- GIVEN PROBLEM
Edit the data from the line with "Where can the utility" up to and including the line with "point(358, 43)" by changing "power line" to "overhead wire", leaving all else as is. Return only those lines.

- MATERIAL FOR THIS TASK
** Start **

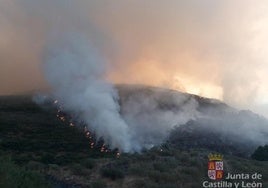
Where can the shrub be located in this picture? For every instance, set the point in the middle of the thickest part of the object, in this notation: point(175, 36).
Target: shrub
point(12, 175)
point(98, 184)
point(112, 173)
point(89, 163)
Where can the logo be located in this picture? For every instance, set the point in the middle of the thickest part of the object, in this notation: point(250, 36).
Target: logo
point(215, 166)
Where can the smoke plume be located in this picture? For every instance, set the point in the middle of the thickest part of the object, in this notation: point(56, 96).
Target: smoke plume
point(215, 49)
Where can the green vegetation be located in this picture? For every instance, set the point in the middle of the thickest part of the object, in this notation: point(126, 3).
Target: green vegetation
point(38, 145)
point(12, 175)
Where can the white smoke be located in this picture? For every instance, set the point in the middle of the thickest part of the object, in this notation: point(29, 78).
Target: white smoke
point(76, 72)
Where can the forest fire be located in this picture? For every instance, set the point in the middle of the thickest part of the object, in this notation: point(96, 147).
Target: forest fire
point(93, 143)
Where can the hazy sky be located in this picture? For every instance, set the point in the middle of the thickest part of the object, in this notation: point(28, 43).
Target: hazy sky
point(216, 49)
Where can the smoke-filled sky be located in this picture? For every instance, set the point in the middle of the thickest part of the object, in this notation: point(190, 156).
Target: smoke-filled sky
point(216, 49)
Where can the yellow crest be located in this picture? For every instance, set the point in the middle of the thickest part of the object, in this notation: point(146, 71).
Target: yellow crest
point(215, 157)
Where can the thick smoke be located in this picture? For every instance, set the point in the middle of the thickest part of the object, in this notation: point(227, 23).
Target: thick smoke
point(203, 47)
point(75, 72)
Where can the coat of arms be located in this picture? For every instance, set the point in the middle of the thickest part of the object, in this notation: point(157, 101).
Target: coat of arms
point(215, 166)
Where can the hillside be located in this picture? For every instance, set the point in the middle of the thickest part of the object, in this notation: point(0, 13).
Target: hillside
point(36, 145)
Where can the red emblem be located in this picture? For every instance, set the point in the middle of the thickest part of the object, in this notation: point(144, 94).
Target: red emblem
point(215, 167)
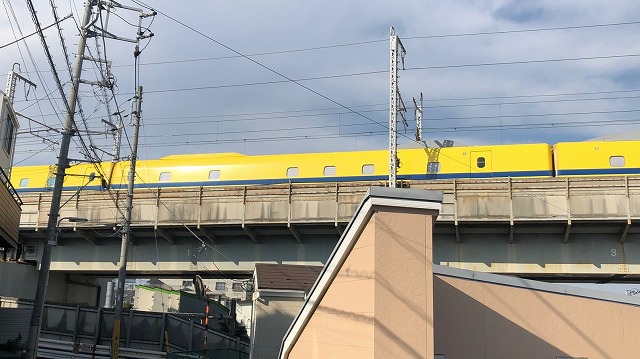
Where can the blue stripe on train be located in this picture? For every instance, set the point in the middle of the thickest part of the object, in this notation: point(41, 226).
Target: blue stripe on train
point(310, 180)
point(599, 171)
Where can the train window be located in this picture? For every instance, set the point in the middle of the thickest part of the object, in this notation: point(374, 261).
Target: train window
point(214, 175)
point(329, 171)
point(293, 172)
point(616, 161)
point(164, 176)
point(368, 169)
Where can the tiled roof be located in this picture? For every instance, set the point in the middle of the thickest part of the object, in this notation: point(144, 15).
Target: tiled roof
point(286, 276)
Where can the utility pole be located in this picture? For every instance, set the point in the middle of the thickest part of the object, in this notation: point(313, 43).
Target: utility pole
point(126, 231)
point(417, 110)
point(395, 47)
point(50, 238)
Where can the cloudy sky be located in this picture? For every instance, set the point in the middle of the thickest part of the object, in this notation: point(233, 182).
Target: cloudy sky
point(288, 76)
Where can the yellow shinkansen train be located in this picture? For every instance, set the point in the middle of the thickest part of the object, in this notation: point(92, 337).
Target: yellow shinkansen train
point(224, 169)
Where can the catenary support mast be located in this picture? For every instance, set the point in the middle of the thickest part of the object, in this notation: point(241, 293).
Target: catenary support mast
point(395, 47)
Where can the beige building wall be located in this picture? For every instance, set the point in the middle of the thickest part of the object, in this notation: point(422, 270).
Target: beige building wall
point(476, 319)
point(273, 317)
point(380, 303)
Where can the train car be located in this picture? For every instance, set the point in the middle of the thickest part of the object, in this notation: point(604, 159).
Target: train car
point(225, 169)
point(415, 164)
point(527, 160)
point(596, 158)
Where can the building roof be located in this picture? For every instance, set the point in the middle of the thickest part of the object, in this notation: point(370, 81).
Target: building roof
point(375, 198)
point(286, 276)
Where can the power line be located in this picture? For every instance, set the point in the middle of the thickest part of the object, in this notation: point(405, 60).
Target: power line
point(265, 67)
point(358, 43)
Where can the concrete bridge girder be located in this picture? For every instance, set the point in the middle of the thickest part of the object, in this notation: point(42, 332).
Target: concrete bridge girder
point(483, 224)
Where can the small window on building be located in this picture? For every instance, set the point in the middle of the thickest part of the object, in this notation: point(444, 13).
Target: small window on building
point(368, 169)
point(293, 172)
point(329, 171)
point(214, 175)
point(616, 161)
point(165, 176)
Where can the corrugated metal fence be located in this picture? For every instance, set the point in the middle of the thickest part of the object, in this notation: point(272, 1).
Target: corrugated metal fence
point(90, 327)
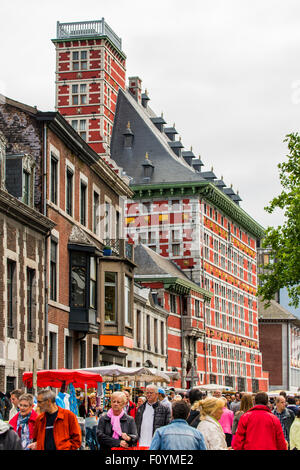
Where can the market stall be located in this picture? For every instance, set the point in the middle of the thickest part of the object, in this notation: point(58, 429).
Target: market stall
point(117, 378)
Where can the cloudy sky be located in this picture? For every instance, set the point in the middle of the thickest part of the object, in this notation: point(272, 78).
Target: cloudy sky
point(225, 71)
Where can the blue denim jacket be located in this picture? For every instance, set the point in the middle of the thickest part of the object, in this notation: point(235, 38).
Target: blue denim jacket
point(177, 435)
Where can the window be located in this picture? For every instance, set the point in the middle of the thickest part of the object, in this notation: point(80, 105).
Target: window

** End **
** Start **

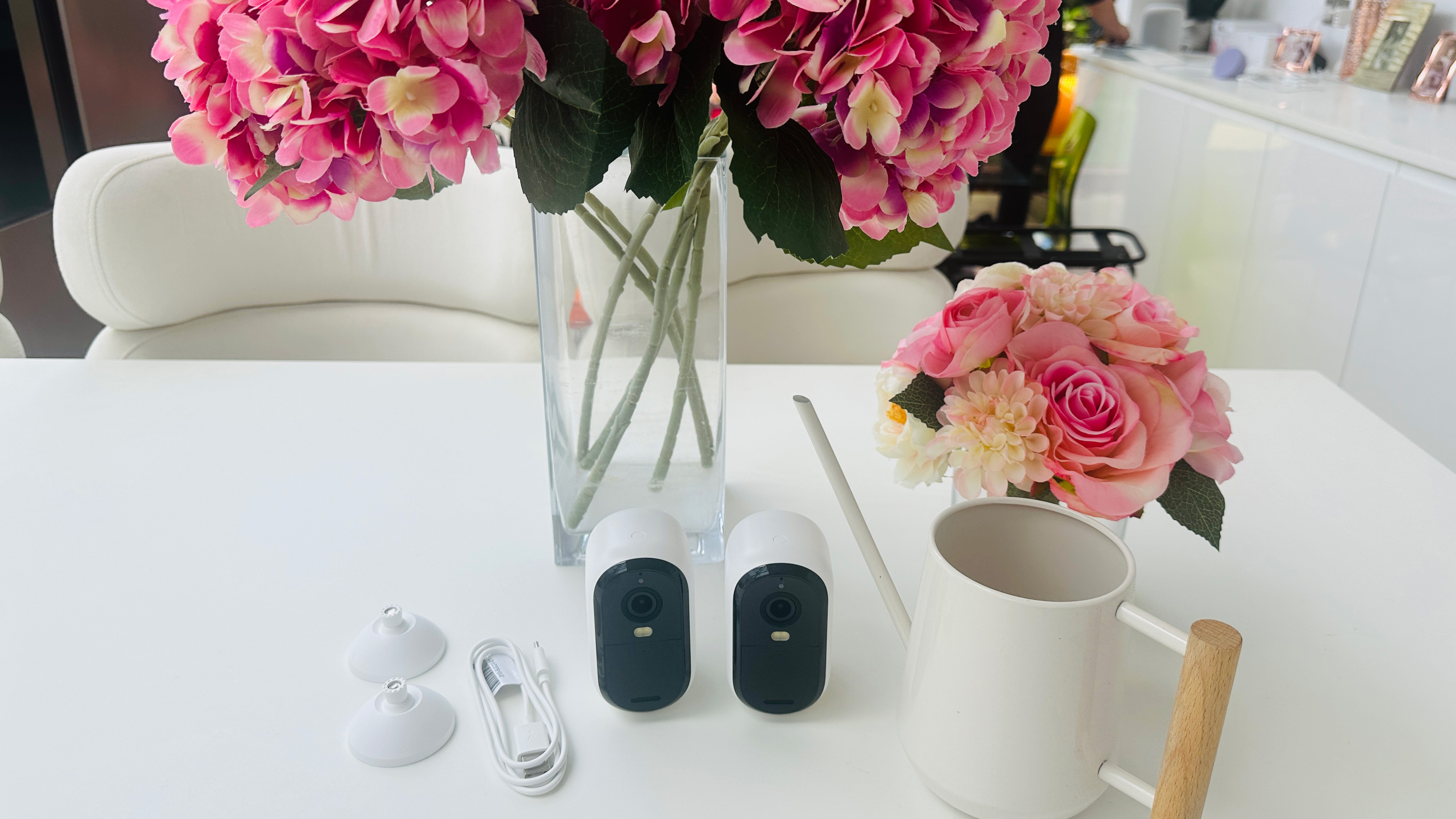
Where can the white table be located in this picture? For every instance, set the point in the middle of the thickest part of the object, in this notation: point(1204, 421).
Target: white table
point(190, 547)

** End **

- EXERCISE ANSWER
Where can the utility pole be located in this picture? For every instance, set the point in the middle of the thickest part of the object, in this notation: point(313, 43).
Target: utility pole
point(126, 231)
point(417, 110)
point(395, 47)
point(50, 238)
Where can the cloudy sky be located in this picture? For every instance, set the point in the middle of the thickest part of the object, in this notation: point(233, 182).
Target: cloudy sky
point(288, 76)
Where can the yellow shinkansen train be located in this picture? For every instance, set the point in the middle of the thickest part of the object, in this notation: point(92, 337).
Target: yellow shinkansen train
point(224, 169)
Where can the catenary support mast be located in this picture? For every instance, set the point in the middle of the thickest part of the object, in this notation: point(241, 293).
Target: catenary support mast
point(395, 47)
Where can the beige building wall be located in this picture? For every instance, set the point in the middle of the thickest part of the object, in this notation: point(422, 270).
Target: beige building wall
point(476, 319)
point(273, 317)
point(380, 303)
Where can the train car be located in this picture? For every instance, set the point in the middle of the thickest part of the object, in this notation: point(604, 159).
Target: train car
point(225, 169)
point(415, 164)
point(527, 160)
point(596, 158)
Where can the building roof be located in this picture? For every instance, set the point in the middle of the thickest part of the object, in this notation: point(370, 81).
Target: building roof
point(375, 198)
point(286, 276)
Where can the overhead wire be located in this picture? For every instance, set the point in the middle of the thickest part of the object, in this notation: point(405, 60).
Target: overhead wire
point(265, 67)
point(358, 43)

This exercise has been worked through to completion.